DATOS DEL EJERCICIO:
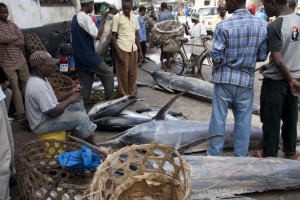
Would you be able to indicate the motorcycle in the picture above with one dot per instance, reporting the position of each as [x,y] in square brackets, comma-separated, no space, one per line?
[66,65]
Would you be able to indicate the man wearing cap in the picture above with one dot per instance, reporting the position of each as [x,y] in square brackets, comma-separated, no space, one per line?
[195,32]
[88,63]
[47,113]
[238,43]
==
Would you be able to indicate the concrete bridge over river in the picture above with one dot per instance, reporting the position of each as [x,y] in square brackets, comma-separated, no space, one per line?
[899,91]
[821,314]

EN QUÉ CONSISTE: Indica cuántas líneas del listado anterior contienen la palabra "bridge". Responde únicamente con el número.

RESPUESTA DEL EJERCICIO: 1